REQUIRED ACTIONS:
(a) In the passage on GCCs in India, how many people do these centres directly employ?
(b) Render this sentence from the passage on GCCs in India into Spanish: "The irony is that we measure the dollar inflow but ignore the value outflow."
(c) Reproduce the passage on GCCs in India word for word, from "There is no" to "outside India’s borders.".

EXTRACT:

----

Estimates suggest there are about 1,800 GCCs in India today, directly employing 2.1 million people. According to Dun & Bradstreet, these centres contribute 2% to India’s GDP — no small feat for an industry that hardly existed two decades ago. The Gross Value Added per capita generated by these centres is an impressive $32,500 — eleven times India’s national average. On paper, this is a poster child of India’s knowledge economy: high-value jobs, big salaries, forex inflows.
But when looked closer, an irony quietly hums under all that air-conditioned success. These millions of highly qualified Indians aren’t solving India’s toughest problems — they’re busy improving efficiencies for corporations domiciled abroad. For most GCC employees, the work is about executing complex mandates (or are they complex?) handed down from global HQs — streamlining supply chains, cutting fraud, improving compliance, tweaking user experience, bettering margins. The result? A sharper bottom line for the foreign parent.
There is no doubt that GCCs have moved beyond the old stereotype of sweatshop back offices. They do high-end work — patents are filed, frameworks designed, new tools built. But here’s the catch: the IP belongs to the parent company. The ownership stays abroad, the tax benefit stays abroad, the real value creation — outside India’s borders.
In a way, GCCs are Brain Drain 2.0 — the brain stays here, but the intellectual capital, productivity and long-term value migrate abroad every time a dashboard is built or a process is optimised. It’s smarter than physical emigration, but the end result feels strikingly familiar: foreign economies leap ahead, while India stays the world’s favourite problem-solver — for someone else’s problems.
This blind spot is rarely debated. Policymakers celebrate FDI inflows, headcount growth, and glittering GCC campuses — but rarely ask whether these global centres seed domestic IP, strengthen local industries or meaningfully spill over into India’s own messy public systems. The irony is that we measure the dollar inflow but ignore the value outflow.

----

Rows from a dataset:
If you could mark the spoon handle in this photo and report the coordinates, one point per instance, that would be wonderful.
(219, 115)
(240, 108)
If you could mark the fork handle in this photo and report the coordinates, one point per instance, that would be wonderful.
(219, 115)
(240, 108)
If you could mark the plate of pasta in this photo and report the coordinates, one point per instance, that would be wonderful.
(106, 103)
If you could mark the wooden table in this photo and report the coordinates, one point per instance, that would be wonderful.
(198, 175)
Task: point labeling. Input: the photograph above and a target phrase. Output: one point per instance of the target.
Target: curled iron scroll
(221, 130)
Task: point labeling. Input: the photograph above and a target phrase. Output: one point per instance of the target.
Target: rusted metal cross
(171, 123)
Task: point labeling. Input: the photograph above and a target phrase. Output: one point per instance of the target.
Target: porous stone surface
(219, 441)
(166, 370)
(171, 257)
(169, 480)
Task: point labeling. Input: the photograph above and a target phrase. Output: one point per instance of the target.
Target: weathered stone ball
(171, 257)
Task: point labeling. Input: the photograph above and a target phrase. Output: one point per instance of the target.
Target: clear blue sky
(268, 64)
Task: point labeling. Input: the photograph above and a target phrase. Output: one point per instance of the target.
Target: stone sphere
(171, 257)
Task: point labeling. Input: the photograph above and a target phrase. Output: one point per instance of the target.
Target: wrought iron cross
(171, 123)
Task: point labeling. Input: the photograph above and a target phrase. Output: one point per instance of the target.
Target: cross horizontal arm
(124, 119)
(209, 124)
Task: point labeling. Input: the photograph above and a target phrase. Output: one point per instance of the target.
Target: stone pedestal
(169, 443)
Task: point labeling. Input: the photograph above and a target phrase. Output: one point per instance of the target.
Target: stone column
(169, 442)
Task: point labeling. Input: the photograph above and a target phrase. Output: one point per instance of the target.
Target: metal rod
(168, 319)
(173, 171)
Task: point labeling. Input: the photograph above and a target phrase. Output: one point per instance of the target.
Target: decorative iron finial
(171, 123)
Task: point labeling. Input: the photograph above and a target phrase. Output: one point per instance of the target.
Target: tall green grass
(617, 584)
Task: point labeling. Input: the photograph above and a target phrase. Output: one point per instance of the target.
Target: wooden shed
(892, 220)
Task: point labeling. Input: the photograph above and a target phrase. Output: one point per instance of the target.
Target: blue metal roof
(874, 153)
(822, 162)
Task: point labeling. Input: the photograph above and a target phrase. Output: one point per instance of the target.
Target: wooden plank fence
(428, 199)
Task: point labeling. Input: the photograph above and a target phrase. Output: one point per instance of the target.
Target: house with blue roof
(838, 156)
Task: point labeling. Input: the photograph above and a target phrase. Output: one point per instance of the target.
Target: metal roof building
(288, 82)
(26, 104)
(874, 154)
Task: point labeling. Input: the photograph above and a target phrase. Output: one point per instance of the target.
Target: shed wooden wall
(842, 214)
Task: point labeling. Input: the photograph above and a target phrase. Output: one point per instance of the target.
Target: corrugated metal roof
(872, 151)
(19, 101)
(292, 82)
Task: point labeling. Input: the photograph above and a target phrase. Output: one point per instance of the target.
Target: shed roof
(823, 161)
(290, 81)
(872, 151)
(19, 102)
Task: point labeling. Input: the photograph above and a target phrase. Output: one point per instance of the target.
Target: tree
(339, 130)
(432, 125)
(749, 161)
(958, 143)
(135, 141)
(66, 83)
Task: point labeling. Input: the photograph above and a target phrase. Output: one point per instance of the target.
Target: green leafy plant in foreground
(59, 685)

----

EXPECTED RESULTS:
(a) About 2.1 million people.

(b) La ironía es que medimos la entrada de dólares pero ignoramos la salida de valor.

(c)
There is no doubt that GCCs have moved beyond the old stereotype of sweatshop back offices. They do high-end work — patents are filed, frameworks designed, new tools built. But here’s the catch: the IP belongs to the parent company. The ownership stays abroad, the tax benefit stays abroad, the real value creation — outside India’s borders.